**Task requirements:** Pull out every line with the word "pixels" from the entries below.

**Data extract:**
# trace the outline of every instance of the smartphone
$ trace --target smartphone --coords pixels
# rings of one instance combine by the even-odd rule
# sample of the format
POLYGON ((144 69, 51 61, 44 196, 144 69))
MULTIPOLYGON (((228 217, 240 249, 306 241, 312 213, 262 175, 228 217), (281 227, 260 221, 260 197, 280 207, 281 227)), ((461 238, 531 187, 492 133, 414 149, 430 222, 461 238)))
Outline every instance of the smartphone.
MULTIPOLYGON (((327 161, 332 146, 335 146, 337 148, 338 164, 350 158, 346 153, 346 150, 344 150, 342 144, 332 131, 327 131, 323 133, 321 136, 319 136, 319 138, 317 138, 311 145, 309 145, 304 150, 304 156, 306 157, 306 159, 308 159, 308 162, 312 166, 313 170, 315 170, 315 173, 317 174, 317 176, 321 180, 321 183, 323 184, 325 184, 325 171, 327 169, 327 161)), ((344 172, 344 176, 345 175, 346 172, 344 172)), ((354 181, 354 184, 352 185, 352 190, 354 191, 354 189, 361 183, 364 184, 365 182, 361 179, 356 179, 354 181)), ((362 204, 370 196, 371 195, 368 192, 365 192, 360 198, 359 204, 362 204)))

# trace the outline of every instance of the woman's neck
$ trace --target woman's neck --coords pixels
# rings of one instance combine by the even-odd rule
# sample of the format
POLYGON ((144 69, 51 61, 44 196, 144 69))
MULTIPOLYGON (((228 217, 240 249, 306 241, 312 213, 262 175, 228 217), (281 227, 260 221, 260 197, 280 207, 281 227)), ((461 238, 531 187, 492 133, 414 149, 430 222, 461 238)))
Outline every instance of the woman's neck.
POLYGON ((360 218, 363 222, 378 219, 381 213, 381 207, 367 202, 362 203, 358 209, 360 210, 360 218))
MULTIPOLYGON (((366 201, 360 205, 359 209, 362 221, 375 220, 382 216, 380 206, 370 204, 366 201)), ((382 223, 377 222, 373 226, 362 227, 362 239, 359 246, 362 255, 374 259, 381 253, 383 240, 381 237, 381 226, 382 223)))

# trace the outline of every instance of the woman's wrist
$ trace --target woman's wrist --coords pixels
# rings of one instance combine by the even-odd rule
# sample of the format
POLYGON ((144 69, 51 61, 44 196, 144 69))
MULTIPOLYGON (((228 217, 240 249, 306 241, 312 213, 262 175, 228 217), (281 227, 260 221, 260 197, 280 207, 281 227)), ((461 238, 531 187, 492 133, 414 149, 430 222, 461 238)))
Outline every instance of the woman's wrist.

**Result of this exercise:**
$ trace --target smartphone --coords pixels
$ trace --target woman's neck --coords pixels
$ trace --target woman's wrist --coords pixels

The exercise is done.